BEGIN SUPPLIED DATA

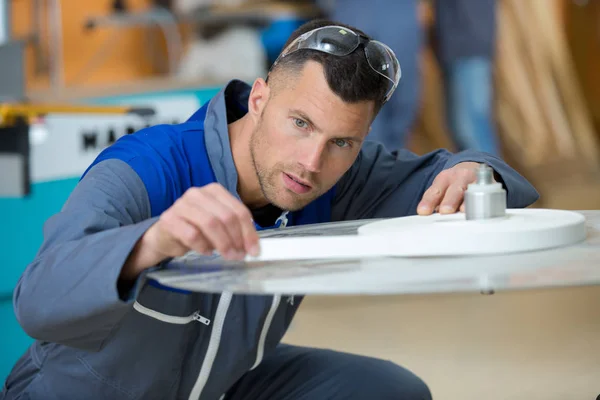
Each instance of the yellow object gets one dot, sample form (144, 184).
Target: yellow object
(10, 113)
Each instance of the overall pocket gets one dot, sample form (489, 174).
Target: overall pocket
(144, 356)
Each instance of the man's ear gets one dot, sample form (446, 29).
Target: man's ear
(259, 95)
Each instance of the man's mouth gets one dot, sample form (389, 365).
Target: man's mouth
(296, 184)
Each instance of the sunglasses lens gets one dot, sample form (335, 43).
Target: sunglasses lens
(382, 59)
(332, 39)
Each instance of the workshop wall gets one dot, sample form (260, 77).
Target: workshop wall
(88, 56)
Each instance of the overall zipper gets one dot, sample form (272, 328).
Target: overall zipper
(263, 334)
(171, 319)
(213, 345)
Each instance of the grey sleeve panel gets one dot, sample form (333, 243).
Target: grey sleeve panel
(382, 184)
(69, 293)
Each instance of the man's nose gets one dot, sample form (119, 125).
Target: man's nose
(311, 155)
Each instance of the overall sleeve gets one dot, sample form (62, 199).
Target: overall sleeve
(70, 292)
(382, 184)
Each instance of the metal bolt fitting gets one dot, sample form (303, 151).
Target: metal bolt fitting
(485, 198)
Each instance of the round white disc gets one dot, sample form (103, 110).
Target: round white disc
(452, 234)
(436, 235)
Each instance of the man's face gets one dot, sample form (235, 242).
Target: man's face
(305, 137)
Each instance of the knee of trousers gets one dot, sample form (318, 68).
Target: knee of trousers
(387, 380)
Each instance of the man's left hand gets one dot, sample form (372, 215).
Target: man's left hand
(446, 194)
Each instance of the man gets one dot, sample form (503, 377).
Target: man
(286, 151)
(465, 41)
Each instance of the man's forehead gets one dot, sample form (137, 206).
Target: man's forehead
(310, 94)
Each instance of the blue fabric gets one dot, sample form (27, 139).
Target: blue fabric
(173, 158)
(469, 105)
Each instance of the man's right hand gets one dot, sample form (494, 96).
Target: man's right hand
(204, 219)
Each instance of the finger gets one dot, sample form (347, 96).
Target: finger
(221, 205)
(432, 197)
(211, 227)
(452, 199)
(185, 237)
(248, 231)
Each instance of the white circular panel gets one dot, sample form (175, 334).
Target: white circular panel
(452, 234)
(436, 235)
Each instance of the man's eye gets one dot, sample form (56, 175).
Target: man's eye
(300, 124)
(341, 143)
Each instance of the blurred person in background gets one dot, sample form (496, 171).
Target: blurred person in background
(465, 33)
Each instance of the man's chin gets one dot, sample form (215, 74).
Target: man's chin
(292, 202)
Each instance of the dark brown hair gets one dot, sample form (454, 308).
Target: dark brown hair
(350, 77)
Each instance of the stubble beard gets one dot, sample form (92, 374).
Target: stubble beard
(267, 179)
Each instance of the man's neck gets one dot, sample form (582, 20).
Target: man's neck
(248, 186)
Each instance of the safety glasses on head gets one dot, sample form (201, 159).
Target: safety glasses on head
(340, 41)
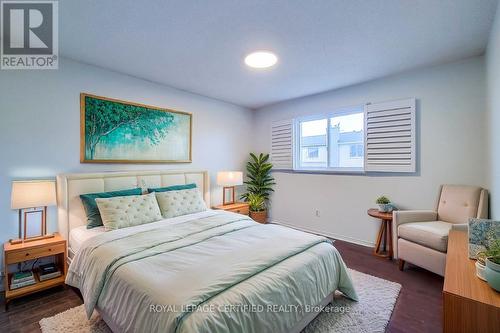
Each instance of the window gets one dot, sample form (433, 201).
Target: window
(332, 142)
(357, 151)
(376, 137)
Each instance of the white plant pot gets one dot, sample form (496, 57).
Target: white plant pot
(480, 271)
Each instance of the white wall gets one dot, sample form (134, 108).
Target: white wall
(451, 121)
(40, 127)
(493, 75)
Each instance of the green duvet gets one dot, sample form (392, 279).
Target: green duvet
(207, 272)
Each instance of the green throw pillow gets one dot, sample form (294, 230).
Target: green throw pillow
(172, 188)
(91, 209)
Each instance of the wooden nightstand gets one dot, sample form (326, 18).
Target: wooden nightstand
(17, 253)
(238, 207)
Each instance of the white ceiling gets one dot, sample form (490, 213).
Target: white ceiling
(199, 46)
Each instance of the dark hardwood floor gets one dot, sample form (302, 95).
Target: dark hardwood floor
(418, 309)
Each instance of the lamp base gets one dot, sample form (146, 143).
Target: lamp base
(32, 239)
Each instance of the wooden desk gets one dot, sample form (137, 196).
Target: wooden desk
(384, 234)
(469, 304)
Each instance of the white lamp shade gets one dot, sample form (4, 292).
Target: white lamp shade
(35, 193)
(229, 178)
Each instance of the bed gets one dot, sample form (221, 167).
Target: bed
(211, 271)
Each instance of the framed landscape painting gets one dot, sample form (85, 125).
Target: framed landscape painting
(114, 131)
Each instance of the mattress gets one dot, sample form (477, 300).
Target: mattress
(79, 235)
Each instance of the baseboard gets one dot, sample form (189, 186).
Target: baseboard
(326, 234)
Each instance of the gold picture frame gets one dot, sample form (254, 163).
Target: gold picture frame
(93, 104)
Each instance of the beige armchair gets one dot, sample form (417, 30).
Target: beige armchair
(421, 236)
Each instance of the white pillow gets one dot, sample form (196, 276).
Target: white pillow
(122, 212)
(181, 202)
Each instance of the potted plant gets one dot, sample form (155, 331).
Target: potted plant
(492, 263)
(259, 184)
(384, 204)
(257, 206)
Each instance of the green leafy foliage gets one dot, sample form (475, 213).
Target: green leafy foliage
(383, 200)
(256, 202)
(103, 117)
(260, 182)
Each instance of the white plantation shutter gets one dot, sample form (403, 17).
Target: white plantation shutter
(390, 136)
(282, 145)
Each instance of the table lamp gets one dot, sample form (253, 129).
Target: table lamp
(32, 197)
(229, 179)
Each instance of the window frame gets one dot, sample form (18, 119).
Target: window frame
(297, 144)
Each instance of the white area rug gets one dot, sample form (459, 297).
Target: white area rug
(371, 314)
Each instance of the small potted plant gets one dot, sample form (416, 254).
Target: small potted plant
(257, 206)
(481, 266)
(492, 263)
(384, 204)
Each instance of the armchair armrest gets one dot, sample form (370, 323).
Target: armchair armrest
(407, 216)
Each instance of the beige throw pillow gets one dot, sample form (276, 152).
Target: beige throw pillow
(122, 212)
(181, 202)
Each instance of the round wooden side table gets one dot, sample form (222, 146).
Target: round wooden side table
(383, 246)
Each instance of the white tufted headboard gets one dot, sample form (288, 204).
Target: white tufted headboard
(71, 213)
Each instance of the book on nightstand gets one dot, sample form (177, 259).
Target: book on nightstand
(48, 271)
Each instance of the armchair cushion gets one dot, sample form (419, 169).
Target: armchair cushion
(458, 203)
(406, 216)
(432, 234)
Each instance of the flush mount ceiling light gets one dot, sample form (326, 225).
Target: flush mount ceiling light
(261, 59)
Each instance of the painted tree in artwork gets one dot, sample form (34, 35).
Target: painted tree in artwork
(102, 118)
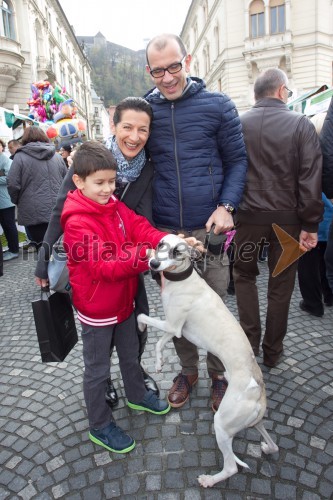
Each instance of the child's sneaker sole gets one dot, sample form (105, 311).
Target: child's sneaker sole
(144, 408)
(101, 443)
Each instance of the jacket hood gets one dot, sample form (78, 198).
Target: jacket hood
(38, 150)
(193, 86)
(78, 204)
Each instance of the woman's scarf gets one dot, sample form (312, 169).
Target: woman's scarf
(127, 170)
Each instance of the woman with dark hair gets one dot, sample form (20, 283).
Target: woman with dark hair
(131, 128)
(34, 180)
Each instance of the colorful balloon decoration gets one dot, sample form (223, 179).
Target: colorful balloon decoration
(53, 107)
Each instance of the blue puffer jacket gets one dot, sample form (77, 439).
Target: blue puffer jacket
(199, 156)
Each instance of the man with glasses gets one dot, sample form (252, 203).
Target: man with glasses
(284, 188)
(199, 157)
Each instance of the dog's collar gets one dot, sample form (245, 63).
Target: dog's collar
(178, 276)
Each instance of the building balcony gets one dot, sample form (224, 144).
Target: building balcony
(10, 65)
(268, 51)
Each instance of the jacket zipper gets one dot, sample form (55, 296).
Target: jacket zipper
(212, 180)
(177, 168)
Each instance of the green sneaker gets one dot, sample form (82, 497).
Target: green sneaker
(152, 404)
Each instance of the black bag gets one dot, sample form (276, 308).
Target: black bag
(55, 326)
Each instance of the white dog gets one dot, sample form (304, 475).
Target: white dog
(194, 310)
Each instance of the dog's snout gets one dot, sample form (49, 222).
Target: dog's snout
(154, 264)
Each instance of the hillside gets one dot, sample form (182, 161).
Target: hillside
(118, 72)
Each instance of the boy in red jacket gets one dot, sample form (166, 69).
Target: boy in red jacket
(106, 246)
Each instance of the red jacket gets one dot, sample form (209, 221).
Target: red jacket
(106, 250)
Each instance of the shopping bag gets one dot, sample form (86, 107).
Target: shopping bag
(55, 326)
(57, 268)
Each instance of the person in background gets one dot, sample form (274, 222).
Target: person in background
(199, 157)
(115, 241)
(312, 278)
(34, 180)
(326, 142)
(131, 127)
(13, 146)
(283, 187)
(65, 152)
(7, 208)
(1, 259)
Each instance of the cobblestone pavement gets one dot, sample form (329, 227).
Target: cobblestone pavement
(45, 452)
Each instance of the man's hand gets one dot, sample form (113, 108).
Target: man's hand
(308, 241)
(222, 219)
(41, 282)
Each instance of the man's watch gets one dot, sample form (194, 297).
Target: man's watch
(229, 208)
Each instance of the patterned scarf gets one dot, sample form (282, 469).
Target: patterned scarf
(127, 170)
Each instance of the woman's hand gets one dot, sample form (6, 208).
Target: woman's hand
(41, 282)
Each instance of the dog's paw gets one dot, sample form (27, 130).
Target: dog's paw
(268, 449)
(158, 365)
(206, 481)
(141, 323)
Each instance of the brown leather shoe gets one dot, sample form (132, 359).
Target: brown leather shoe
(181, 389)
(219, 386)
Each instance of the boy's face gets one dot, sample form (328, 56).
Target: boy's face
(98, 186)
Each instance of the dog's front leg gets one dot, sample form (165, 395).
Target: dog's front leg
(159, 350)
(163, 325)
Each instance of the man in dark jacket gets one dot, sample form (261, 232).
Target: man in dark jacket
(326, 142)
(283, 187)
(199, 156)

END SUPPLIED DATA

- [WHAT YOU WILL DO]
Your task is to restate, word for word, only those lines above that fall between the line holding "Each instance of the table" and the line holding "Each instance of the armchair armrest", inclusive.

- [WORKED SOLUTION]
Each instance of the table lamp gets one dot, sample form (253, 129).
Target: table lamp
(32, 197)
(229, 179)
Each instance of the window frame gets one dot, sample form (18, 119).
Target: window frame
(297, 144)
Each instance of the white area rug gets one dot, sample form (459, 297).
Target: white area rug
(371, 314)
Each instance of the small potted plant gets one dot, sample form (416, 254).
Target: small potted plant
(257, 206)
(481, 266)
(492, 263)
(384, 204)
Each instance of the armchair armrest gets one dot, sample form (370, 323).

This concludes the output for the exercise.